Dataset entries
========================================

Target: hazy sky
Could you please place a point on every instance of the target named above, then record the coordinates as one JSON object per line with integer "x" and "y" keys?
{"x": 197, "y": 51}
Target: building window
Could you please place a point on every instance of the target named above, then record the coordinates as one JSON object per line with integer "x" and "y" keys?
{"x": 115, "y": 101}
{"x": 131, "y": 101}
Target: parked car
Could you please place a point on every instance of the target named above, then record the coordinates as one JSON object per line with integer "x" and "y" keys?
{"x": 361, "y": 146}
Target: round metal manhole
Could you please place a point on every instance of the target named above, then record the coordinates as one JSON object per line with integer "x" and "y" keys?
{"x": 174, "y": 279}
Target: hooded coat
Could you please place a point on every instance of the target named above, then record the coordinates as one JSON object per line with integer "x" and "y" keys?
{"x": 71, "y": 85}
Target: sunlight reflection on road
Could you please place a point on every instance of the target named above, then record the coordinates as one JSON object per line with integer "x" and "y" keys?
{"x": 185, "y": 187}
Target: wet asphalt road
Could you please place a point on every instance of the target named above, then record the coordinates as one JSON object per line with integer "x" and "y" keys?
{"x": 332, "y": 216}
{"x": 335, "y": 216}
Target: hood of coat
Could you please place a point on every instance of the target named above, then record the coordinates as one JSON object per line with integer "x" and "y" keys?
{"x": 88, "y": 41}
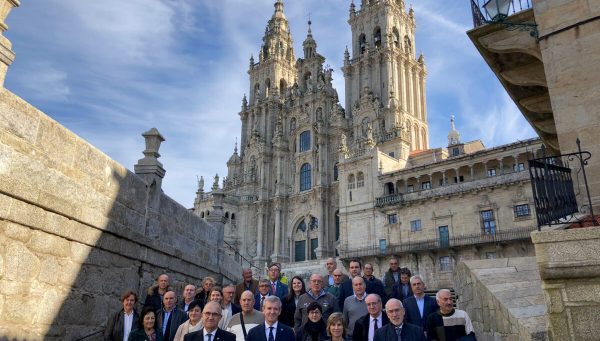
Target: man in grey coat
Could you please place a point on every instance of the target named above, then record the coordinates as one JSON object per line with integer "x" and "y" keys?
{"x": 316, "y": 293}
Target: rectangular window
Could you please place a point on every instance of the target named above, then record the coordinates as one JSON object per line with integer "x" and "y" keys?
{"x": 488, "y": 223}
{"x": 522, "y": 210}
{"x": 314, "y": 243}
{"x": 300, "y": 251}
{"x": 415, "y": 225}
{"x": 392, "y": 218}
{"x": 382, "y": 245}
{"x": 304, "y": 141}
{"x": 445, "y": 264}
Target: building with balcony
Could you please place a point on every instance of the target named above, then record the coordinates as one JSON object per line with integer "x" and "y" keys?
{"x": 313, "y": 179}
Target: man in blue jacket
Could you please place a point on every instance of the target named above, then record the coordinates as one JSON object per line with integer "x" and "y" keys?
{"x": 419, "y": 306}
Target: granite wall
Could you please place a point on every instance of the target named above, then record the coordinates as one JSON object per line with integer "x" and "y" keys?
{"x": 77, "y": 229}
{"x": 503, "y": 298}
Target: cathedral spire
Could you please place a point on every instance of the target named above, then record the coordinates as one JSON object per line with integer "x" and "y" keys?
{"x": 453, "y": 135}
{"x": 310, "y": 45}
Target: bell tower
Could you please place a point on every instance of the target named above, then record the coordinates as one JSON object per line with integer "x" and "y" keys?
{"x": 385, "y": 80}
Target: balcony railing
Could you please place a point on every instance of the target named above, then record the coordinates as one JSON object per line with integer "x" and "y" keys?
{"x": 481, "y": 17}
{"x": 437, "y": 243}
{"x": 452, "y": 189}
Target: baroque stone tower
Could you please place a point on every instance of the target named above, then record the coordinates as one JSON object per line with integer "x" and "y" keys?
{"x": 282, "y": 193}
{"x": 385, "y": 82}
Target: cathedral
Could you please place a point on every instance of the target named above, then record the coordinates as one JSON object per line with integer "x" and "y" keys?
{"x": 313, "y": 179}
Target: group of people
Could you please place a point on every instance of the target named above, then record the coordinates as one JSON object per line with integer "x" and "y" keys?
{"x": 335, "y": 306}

========================================

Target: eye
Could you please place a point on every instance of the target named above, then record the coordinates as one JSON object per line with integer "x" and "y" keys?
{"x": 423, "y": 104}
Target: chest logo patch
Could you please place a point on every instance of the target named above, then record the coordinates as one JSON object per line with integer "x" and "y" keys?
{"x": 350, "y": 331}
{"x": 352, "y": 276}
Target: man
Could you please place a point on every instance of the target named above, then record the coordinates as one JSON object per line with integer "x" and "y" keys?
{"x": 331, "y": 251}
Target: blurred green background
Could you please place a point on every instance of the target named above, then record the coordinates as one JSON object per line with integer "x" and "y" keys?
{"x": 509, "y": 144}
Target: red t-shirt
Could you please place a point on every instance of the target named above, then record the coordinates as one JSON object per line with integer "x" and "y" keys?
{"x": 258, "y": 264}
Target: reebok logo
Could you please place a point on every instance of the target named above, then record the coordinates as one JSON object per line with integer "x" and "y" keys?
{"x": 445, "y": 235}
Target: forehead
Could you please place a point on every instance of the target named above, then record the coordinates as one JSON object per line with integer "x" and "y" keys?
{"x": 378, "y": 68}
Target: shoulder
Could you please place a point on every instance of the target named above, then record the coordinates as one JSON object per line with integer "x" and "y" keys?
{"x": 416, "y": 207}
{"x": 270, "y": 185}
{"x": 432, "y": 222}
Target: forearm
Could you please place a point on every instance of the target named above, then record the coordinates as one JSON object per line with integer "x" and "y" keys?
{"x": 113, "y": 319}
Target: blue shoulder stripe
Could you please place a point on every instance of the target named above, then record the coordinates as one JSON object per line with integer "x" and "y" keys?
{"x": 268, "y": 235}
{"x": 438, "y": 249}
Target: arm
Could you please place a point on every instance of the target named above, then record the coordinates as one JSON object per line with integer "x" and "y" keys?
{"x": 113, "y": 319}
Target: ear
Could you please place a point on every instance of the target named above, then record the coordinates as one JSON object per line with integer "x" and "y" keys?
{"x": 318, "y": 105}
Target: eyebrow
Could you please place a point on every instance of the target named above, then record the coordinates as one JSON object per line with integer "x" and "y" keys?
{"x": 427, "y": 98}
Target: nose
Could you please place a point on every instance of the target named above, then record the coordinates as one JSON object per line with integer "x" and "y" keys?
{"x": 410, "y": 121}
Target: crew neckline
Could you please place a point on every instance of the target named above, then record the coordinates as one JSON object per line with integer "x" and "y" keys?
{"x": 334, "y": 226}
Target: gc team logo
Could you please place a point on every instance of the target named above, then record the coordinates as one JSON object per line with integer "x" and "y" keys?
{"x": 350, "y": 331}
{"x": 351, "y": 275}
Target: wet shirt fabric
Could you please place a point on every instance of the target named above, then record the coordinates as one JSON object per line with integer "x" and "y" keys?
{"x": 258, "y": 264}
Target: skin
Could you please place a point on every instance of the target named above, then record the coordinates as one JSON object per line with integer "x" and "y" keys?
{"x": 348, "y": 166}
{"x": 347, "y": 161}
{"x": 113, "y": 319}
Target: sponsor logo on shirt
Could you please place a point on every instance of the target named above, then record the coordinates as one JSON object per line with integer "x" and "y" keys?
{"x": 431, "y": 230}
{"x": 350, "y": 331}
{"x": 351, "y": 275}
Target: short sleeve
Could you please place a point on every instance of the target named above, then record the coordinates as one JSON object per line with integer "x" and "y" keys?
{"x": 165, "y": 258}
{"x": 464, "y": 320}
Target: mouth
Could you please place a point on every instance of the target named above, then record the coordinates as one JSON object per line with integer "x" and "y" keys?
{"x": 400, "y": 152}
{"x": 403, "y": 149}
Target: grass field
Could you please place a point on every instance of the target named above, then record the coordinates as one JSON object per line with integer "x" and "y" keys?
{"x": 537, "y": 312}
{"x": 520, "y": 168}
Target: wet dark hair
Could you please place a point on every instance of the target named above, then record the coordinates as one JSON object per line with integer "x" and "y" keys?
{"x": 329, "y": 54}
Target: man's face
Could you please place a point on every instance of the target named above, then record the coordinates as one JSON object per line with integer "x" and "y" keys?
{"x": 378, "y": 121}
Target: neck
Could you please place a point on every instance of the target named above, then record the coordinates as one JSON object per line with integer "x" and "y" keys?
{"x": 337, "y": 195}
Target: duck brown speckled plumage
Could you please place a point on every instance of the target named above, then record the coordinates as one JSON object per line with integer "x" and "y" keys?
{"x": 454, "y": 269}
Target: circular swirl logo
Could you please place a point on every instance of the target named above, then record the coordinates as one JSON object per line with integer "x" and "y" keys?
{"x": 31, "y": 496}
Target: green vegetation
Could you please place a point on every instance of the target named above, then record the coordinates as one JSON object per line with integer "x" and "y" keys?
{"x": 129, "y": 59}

========================================

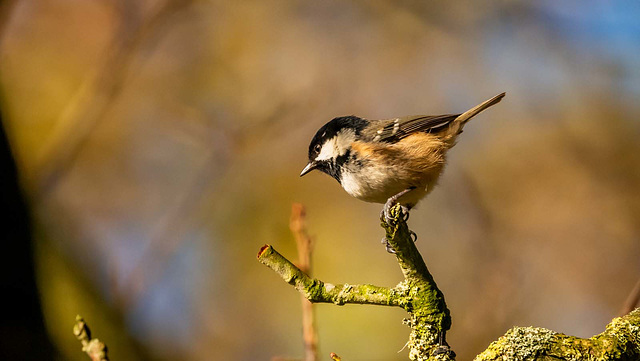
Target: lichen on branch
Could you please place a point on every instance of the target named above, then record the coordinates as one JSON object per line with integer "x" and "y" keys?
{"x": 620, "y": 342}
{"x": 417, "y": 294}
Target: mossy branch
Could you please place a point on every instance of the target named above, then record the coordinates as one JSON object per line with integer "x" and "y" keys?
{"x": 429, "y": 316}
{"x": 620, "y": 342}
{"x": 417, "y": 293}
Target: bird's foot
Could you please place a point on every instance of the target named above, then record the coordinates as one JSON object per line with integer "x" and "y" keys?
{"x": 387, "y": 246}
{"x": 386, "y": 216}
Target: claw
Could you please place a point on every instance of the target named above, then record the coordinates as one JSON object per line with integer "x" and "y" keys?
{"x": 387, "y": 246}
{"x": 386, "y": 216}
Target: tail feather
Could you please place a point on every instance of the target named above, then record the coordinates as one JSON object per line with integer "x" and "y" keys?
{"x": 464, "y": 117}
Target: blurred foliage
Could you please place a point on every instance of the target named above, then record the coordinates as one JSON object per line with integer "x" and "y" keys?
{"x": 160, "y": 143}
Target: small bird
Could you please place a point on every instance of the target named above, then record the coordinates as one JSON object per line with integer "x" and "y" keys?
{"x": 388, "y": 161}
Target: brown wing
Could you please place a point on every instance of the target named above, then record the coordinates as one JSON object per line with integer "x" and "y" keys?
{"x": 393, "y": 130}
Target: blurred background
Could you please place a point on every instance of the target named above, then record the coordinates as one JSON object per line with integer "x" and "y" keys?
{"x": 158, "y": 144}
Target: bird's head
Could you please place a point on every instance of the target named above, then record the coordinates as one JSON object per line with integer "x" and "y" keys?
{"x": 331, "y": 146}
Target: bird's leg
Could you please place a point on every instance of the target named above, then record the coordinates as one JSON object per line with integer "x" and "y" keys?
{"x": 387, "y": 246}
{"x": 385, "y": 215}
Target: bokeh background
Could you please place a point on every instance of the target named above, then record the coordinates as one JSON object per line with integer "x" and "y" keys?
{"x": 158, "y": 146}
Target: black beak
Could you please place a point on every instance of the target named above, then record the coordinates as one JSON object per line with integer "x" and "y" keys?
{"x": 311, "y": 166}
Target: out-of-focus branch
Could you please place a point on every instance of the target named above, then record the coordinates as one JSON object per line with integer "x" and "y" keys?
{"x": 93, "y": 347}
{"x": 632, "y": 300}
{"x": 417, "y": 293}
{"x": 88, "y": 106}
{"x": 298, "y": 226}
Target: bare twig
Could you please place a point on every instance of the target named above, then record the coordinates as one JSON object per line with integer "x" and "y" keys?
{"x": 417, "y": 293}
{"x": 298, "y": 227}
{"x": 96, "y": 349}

========================================

#### [TASK DIRECTIONS]
Copy out, in full, each line above that has the word "blue" in it.

#### [SOLUTION]
Target: man in blue jacket
Target: blue shoulder stripe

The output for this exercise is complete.